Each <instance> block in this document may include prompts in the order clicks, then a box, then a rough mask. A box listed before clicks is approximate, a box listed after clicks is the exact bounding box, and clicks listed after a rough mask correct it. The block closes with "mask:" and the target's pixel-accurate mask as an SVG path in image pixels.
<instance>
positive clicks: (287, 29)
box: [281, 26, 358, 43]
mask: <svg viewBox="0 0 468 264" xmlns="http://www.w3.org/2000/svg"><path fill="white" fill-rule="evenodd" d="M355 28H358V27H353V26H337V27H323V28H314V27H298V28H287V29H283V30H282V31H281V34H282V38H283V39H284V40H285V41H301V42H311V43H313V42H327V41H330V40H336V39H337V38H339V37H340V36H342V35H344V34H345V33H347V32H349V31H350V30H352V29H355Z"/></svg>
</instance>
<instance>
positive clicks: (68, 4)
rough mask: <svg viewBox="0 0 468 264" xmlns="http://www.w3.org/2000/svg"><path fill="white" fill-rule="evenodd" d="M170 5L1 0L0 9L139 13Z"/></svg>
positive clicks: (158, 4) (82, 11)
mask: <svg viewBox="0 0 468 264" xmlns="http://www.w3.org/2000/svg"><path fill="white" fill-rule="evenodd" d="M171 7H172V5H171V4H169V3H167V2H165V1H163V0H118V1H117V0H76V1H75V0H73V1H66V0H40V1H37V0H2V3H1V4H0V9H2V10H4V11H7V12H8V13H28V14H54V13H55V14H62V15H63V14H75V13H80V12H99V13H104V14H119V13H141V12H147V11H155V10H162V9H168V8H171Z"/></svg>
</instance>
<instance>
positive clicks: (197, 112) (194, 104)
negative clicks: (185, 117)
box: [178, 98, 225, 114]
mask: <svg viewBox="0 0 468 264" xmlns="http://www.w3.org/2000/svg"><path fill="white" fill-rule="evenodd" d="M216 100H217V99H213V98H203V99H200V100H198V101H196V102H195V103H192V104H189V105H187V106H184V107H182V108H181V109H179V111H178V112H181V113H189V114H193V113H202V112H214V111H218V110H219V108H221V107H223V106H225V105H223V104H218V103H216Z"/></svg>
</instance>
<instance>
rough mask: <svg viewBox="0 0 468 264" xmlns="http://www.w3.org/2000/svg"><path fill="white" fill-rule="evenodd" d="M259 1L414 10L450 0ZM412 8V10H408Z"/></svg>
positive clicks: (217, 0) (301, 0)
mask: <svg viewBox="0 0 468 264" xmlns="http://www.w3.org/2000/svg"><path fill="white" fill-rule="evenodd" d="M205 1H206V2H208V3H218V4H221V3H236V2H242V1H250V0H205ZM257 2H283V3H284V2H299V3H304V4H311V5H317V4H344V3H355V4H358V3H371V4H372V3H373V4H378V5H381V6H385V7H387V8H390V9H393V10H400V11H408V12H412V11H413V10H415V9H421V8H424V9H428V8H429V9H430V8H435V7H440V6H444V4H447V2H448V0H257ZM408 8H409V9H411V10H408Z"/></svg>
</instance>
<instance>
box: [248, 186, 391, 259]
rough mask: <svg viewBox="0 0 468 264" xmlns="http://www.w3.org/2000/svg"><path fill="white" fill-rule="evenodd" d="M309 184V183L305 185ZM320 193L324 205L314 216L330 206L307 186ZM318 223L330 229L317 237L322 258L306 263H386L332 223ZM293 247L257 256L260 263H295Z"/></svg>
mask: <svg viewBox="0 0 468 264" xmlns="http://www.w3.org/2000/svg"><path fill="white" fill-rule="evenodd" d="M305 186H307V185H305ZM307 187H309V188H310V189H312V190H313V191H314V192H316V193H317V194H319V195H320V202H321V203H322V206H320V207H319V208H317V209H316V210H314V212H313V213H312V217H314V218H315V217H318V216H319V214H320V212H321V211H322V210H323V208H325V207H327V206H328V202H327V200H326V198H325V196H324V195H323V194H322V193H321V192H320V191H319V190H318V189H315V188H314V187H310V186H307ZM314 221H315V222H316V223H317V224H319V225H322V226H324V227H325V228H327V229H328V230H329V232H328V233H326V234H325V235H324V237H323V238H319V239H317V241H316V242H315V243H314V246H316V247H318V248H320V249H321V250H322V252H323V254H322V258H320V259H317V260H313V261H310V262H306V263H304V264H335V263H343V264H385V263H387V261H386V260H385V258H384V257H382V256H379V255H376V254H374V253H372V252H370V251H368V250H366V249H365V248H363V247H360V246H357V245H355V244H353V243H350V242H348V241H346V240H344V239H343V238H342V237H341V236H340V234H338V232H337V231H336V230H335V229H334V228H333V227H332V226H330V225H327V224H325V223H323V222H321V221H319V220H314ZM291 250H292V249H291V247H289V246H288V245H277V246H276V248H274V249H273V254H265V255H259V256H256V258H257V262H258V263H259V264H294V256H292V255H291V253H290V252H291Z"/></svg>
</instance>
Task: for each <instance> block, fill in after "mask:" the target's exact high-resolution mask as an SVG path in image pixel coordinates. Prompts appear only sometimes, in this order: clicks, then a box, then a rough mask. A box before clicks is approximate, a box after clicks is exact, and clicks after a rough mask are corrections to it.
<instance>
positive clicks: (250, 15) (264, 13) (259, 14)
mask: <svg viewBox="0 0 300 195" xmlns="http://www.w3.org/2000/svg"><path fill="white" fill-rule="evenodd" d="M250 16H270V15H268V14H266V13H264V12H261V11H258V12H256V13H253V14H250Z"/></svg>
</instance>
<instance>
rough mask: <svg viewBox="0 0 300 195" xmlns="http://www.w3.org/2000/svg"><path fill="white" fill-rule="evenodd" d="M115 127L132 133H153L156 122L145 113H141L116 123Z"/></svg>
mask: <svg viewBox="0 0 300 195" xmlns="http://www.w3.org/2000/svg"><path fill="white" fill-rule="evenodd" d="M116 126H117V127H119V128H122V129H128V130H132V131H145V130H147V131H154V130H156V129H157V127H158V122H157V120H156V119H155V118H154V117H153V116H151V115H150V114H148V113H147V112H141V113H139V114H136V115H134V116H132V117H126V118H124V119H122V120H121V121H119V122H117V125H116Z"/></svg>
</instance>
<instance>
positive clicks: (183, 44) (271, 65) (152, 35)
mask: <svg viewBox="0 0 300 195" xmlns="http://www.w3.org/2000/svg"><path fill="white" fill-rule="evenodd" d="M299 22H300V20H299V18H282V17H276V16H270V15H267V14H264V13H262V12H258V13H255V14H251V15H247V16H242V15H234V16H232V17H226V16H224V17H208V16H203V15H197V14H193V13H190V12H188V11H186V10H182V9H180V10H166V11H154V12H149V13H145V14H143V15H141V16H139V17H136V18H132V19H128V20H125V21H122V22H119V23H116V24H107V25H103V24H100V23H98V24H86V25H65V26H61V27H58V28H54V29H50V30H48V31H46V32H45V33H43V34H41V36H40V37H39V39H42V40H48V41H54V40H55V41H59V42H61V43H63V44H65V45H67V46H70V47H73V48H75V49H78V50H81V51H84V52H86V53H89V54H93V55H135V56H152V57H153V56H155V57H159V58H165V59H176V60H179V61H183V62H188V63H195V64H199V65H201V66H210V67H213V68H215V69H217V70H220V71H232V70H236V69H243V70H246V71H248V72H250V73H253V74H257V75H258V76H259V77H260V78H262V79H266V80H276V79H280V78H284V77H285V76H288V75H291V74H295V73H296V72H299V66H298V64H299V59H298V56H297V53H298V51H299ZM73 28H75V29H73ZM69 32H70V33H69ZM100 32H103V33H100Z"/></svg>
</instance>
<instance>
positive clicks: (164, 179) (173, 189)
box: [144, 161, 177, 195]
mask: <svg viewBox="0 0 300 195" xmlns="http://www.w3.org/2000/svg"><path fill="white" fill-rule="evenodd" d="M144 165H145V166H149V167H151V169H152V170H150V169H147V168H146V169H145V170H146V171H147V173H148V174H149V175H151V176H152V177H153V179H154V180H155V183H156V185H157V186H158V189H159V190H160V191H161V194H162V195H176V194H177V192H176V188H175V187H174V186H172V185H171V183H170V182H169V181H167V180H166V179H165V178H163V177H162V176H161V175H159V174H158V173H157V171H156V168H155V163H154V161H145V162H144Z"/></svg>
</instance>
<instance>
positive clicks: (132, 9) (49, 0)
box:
==============================
**Aim of the exercise:** Which lines of the items above contain the word "then"? Pick out each one and copy it in full.

**Solution below:**
Each <instance> block in this document may include prompts in the order clicks, then a box, then a rough mask. A box listed before clicks is approximate, a box listed after clicks is the exact bounding box, and clicks listed after a rough mask correct it. The block closes with "mask:" and the target's pixel-accurate mask as an SVG path in image pixels.
Task: for each <instance> block, fill in after "mask:" the target's exact high-resolution mask as an SVG path in image pixel coordinates. Prompts appear only sometimes, in this order: clicks, then a box, then a rough mask. A box before clicks is approximate, a box after clicks is exact, and clicks after a rough mask are corrections to it.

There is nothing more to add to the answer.